• TASK DIRECTIONS
Print each line of the listing once more, precisely as given.

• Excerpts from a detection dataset
——
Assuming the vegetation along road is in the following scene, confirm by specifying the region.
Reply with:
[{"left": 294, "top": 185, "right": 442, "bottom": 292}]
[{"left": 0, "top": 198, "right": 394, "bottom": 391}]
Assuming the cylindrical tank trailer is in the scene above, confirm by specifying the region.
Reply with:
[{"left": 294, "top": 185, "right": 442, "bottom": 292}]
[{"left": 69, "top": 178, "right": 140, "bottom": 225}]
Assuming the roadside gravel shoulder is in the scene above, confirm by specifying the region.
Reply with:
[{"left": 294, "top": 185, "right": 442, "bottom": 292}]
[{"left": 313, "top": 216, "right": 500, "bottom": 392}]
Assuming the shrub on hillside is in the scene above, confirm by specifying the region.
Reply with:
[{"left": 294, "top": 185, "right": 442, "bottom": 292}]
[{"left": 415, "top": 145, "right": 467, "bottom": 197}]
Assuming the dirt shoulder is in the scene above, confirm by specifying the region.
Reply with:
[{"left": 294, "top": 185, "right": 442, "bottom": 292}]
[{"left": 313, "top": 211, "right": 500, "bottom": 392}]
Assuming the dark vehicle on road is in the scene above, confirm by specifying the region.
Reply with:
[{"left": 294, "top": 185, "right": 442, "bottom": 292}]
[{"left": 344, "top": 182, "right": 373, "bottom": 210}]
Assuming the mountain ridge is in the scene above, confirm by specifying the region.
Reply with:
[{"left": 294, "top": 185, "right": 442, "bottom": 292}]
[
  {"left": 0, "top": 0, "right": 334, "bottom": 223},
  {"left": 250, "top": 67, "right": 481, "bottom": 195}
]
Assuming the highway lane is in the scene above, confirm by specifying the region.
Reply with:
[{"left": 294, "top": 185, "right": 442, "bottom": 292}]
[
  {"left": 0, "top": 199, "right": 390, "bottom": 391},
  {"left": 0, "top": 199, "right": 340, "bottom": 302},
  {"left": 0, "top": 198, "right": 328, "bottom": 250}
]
——
• SOLUTION FOR THIS PROBLEM
Assuming the vegetation along road is in the following scene, confirm by specifying the region.
Reply with:
[{"left": 294, "top": 185, "right": 442, "bottom": 292}]
[{"left": 0, "top": 198, "right": 394, "bottom": 391}]
Assuming the cylindrical tank trailer is in the scene above, confirm by specifying the region.
Reply with:
[{"left": 294, "top": 185, "right": 442, "bottom": 292}]
[{"left": 69, "top": 178, "right": 140, "bottom": 225}]
Assuming the roadside gravel shoulder is in the scene above, confirm by specifying the region.
Reply with:
[{"left": 294, "top": 185, "right": 442, "bottom": 292}]
[{"left": 313, "top": 216, "right": 500, "bottom": 392}]
Assuming the shrub on hillside is in the scene above, confirm by specifying the region.
Reply with:
[{"left": 294, "top": 185, "right": 442, "bottom": 292}]
[{"left": 415, "top": 145, "right": 467, "bottom": 197}]
Assuming the dirt shoulder is in the scene above, confirm by specifying the region.
Reply with:
[{"left": 294, "top": 185, "right": 442, "bottom": 292}]
[{"left": 313, "top": 211, "right": 500, "bottom": 392}]
Assuming the dark vehicle on road is in the scene above, confirm by specifying the region.
Reply with:
[{"left": 294, "top": 185, "right": 442, "bottom": 292}]
[{"left": 344, "top": 182, "right": 373, "bottom": 210}]
Assuming the mountain ridge is in the scene above, confirm by specifying the region.
Reply with:
[{"left": 294, "top": 185, "right": 442, "bottom": 292}]
[
  {"left": 0, "top": 0, "right": 334, "bottom": 223},
  {"left": 250, "top": 67, "right": 481, "bottom": 195}
]
Assuming the highway lane is in the scene above, confirm by specifying the region.
Reply with:
[{"left": 294, "top": 185, "right": 442, "bottom": 292}]
[
  {"left": 0, "top": 199, "right": 390, "bottom": 391},
  {"left": 0, "top": 199, "right": 340, "bottom": 302},
  {"left": 0, "top": 198, "right": 328, "bottom": 250}
]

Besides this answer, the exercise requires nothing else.